What you have to do: Nothing in the records below may change; print them all exactly.

Data to examine:
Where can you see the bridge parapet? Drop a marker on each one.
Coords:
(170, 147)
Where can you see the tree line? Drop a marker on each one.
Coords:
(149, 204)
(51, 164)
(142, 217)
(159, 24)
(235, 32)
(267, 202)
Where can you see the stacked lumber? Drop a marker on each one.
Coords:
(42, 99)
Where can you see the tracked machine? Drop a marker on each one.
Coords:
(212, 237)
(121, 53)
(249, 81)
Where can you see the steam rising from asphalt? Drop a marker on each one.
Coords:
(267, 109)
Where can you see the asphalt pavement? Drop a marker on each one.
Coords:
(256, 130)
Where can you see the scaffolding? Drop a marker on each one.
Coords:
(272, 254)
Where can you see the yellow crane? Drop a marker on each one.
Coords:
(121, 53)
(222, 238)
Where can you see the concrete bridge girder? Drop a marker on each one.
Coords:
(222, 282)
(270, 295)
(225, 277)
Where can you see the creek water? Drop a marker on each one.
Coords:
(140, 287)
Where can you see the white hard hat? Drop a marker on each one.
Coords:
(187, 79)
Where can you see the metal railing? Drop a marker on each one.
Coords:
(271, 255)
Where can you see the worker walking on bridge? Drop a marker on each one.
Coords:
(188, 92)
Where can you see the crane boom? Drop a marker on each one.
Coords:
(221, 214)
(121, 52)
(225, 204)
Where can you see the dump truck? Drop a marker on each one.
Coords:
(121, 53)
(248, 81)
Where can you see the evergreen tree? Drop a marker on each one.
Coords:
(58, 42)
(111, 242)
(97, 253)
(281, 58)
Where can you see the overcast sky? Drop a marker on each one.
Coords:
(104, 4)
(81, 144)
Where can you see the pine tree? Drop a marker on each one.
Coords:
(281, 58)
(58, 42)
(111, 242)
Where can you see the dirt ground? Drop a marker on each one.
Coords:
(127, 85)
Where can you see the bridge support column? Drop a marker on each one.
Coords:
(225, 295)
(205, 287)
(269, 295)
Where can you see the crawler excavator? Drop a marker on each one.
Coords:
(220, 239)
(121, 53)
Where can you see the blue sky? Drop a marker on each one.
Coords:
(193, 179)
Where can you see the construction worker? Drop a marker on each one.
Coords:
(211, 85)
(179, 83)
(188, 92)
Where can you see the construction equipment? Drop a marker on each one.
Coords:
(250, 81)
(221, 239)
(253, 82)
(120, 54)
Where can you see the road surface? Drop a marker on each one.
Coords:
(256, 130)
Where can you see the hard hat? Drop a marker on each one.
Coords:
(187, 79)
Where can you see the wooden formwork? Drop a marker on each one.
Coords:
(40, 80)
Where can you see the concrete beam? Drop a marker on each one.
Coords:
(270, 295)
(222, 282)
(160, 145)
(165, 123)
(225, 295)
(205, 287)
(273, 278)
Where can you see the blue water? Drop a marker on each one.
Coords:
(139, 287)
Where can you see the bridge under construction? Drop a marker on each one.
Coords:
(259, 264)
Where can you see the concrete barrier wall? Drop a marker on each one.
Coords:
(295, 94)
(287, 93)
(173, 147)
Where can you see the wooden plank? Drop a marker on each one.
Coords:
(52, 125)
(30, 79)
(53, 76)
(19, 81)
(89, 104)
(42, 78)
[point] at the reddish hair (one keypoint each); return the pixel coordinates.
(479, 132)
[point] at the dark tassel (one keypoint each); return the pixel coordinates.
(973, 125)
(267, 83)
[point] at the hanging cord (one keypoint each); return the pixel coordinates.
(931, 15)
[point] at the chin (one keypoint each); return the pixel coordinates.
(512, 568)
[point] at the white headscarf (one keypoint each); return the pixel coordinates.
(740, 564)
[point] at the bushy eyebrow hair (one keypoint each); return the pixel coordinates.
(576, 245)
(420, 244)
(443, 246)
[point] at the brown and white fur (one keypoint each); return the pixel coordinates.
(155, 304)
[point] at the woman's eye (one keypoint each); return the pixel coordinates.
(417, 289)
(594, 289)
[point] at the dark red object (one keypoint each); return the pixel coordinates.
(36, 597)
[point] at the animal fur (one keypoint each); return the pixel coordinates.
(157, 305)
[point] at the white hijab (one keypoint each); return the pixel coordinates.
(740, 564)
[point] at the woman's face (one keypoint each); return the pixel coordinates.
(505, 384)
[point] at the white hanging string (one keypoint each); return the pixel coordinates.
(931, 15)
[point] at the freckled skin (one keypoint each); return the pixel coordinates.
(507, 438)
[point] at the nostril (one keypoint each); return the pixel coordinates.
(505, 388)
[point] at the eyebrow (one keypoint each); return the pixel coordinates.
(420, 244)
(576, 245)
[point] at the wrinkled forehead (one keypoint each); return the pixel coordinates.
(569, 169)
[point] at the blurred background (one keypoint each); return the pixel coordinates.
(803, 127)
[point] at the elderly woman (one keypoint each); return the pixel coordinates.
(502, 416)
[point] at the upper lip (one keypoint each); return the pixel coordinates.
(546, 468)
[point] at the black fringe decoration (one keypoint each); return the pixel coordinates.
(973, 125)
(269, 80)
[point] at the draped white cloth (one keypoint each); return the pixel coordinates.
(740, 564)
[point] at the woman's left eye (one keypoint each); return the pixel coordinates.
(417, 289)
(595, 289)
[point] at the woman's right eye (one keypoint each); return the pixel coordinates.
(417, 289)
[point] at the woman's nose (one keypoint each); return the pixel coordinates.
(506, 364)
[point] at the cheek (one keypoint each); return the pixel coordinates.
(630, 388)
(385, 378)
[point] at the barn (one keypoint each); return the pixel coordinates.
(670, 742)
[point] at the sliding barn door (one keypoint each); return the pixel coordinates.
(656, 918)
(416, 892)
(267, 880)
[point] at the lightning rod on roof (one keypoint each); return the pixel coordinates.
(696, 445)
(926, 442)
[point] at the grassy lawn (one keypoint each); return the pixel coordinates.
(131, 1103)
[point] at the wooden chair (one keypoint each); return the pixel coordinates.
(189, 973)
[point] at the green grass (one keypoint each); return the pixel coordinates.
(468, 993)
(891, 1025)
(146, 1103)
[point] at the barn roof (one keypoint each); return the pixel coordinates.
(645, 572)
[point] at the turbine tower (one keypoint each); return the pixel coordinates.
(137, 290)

The answer:
Where can you see the bridge parapet? Drop a marker on each one.
Coords:
(170, 147)
Where can you see the tree line? Drop a marker on each one.
Coords:
(149, 204)
(51, 164)
(142, 217)
(159, 24)
(235, 32)
(267, 202)
Where can you see the stacked lumber? Drop a marker on each one.
Coords:
(42, 99)
Where can you see the tracked machine? Drop a marker on each one.
Coords:
(212, 237)
(121, 53)
(249, 81)
Where can you see the steam rising from asphalt? Drop a marker on each one.
Coords:
(267, 109)
Where can you see the asphalt pavement? Drop a marker on each one.
Coords:
(256, 130)
Where can you see the scaffolding? Drop a marker on each one.
Coords:
(272, 254)
Where can you see the yellow crane? Drop a marker on each one.
Coords:
(121, 53)
(222, 238)
Where can you see the concrete bridge girder? Drop a marker on each one.
Coords:
(222, 282)
(270, 295)
(225, 277)
Where can you see the creek water? Drop a marker on each one.
Coords:
(140, 287)
Where can you see the white hard hat? Drop a marker on each one.
Coords:
(187, 79)
Where can you see the metal railing? Drop a marker on each one.
Coords:
(271, 255)
Where can you see the worker walking on bridge? Drop a marker on each one.
Coords:
(188, 92)
Where can you see the crane boom? Drop a marker on each one.
Coords:
(221, 214)
(121, 52)
(225, 204)
Where can you see the dump truck? Drop a marker on each one.
Coords:
(121, 53)
(248, 81)
Where can you see the evergreen tree? Drop a marker on each one.
Coords:
(58, 42)
(111, 242)
(97, 253)
(281, 58)
Where can you see the overcast sky? Drop a marker on each one.
Coords:
(104, 4)
(81, 144)
Where can you see the pine tree? Drop a marker on each one.
Coords:
(281, 58)
(58, 42)
(111, 242)
Where can you see the dirt ground? Drop a marker on each one.
Coords:
(127, 85)
Where can you see the bridge support column? Drop a marker on each one.
Coords:
(225, 295)
(205, 287)
(269, 295)
Where can you see the crawler excavator? Drop a marker on each one.
Coords:
(220, 239)
(121, 53)
Where can you see the blue sky? Drop a marker on each one.
Coords:
(193, 179)
Where can you see the construction worker? Drop a marker on each one.
Coords:
(211, 85)
(179, 83)
(188, 92)
Where can you see the construction equipment? Drop a marker on each one.
Coords:
(250, 81)
(221, 239)
(253, 82)
(120, 54)
Where can you see the road surface? Drop a marker on each one.
Coords:
(256, 130)
Where can you see the hard hat? Drop a marker on each one.
Coords:
(187, 79)
Where can you see the wooden formwork? Drop a marker on each one.
Coords:
(40, 80)
Where can you see the concrete beam? Drop a marker on each one.
Coords:
(270, 295)
(222, 282)
(160, 145)
(165, 123)
(225, 295)
(205, 287)
(273, 278)
Where can you see the blue water? Drop a marker on each one.
Coords:
(139, 287)
Where can you see the bridge under construction? Drop a marker on each one.
Coords:
(259, 264)
Where can you see the concrete barrier wall? Drop a marker on each one.
Coords:
(295, 94)
(287, 93)
(173, 147)
Where can you see the wooden plank? Drop a marker on each one.
Coords:
(52, 125)
(30, 79)
(53, 76)
(19, 81)
(89, 104)
(42, 78)
[point] at the reddish hair (one keypoint each); return the pixel coordinates.
(479, 132)
[point] at the dark tassel (one keypoint each); return the pixel coordinates.
(973, 125)
(267, 83)
[point] at the hanging cord (one keypoint each); return the pixel coordinates.
(931, 15)
[point] at the chin (one keypoint each); return the pixel coordinates.
(512, 568)
[point] at the white headscarf (one keypoint each); return the pixel coordinates.
(740, 564)
[point] at the bushy eyebrow hair (one keypoint each); return the pixel coordinates.
(576, 245)
(420, 244)
(443, 246)
[point] at the brown and white fur (one keypoint each); return the pixel coordinates.
(155, 304)
[point] at the woman's eye (one keypoint each); return the pixel coordinates.
(417, 289)
(594, 289)
[point] at the dark red object (one keypoint each); return the pixel coordinates.
(36, 597)
[point] at the animal fur (one keypoint each); return the pixel coordinates.
(157, 305)
[point] at the white hijab (one keypoint each); return the pixel coordinates.
(740, 564)
[point] at the woman's face (one keypoint each); return the pixel coordinates.
(505, 384)
[point] at the white hanging string (one keypoint each); return the pixel coordinates.
(931, 15)
[point] at the freckled skin (one keypoint each); return the pixel coordinates.
(507, 438)
[point] at the nostril (one keypoint each); return the pixel coordinates.
(505, 388)
[point] at the eyebrow (one keypoint each); return the pixel coordinates.
(420, 244)
(576, 245)
[point] at the wrinkled forehead (one keypoint each); return the pixel coordinates.
(569, 169)
[point] at the blurred background (one keypoint each); return the pixel coordinates.
(803, 127)
[point] at the elderly woman (one keypoint each); return the pixel coordinates.
(502, 416)
[point] at the upper lip (one keypoint each); return the pixel coordinates.
(546, 468)
[point] at the black fringe decoration (one keypoint each); return the pixel coordinates.
(973, 125)
(269, 80)
[point] at the draped white cloth (one keypoint each); return the pixel coordinates.
(740, 564)
[point] at the woman's left eye (one keypoint each); return the pixel coordinates.
(417, 289)
(595, 289)
[point] at the woman's right eye (one keypoint each); return the pixel coordinates.
(417, 289)
[point] at the woman's nose (one keypoint each); return the pixel coordinates.
(506, 364)
[point] at the cheek (one keypoint each); return the pixel coordinates.
(630, 388)
(385, 378)
[point] at the barn (one keypoint each); return the pixel coordinates.
(670, 742)
[point] at the sliding barn door (one keypoint each); return the pixel coordinates.
(656, 918)
(416, 892)
(267, 880)
[point] at the lightning rod on roof (one keypoint each); return the pixel coordinates.
(696, 445)
(926, 442)
[point] at the grassy lawn (one keypoint each); return the pixel coordinates.
(131, 1103)
[point] at the wooden chair (one keypoint each); return the pixel coordinates.
(189, 973)
[point] at the green grass (one keypoint each); return the pixel coordinates.
(468, 993)
(891, 1025)
(146, 1103)
[point] at the barn roof (one keypoint each); return the pixel coordinates.
(645, 572)
[point] at the turbine tower (one keypoint each); return the pixel coordinates.
(137, 290)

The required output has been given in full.